__Objective__. Which lines in the data below contain the string "cloud"? Locate each one and copy it out in full, counting only matches with the same case.

__Input records__.

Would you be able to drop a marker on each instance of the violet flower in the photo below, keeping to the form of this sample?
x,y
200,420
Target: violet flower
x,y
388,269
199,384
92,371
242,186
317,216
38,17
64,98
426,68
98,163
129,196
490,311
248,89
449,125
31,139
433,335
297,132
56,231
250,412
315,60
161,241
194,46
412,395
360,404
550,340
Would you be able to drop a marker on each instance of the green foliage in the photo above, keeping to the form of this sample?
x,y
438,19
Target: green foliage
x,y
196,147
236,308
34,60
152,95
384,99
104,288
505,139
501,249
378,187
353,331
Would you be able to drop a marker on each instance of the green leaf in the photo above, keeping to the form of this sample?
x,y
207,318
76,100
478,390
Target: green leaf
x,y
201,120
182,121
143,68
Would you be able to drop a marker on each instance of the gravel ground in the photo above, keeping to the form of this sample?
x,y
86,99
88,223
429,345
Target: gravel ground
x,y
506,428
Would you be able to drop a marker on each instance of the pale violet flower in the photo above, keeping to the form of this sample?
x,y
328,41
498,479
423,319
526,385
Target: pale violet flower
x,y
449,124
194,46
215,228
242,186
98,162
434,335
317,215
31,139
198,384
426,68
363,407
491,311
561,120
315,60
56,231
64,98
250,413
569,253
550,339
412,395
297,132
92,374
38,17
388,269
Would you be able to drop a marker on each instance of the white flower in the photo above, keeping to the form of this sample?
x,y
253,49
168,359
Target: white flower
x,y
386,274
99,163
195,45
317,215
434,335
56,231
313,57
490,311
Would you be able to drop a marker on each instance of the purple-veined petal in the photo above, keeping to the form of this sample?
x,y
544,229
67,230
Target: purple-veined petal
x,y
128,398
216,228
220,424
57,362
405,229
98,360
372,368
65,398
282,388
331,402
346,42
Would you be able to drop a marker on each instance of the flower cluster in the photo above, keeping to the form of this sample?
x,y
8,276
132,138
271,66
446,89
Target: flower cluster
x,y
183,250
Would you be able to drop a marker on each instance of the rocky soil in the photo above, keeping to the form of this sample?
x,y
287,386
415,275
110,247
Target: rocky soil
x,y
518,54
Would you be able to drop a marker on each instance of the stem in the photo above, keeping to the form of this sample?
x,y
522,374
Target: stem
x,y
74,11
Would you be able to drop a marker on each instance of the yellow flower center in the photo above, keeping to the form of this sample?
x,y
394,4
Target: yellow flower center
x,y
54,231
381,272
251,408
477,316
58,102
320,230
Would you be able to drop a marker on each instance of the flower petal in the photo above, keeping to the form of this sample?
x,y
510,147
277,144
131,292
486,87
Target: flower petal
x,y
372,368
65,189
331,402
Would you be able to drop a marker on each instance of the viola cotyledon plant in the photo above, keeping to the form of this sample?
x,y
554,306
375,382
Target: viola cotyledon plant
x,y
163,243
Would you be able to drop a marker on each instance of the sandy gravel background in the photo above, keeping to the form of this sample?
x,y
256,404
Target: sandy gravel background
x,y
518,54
---
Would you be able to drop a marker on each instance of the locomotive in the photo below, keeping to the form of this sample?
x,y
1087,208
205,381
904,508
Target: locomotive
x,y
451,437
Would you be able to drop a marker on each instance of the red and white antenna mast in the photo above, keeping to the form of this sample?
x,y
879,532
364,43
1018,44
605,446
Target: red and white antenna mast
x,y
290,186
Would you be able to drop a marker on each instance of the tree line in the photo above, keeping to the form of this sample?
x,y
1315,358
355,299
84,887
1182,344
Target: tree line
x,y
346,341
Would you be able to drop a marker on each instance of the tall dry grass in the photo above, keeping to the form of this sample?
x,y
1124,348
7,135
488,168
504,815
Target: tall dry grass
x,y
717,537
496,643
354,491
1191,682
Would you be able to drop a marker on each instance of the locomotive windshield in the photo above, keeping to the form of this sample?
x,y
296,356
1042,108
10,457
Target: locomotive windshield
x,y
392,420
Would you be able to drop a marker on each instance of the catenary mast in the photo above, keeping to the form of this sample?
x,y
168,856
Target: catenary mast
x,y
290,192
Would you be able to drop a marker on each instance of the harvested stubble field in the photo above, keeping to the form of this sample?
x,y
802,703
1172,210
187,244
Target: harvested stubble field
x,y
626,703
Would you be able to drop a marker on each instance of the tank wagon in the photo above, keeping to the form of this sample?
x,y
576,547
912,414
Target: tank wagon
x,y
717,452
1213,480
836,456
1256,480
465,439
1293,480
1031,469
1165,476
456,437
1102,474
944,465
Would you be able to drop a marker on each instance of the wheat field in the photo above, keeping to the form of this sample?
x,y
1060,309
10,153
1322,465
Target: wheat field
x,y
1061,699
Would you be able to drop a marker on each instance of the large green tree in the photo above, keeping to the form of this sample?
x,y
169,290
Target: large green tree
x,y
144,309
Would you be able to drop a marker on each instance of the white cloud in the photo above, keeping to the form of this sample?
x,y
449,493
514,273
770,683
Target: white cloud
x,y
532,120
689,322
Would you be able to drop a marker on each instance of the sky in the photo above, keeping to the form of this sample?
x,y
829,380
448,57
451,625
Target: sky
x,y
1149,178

__The solution__.
Would you be able to drop a marker on each instance of the white cloud in the photo above, keeping to the form of this sample?
Target: white cloud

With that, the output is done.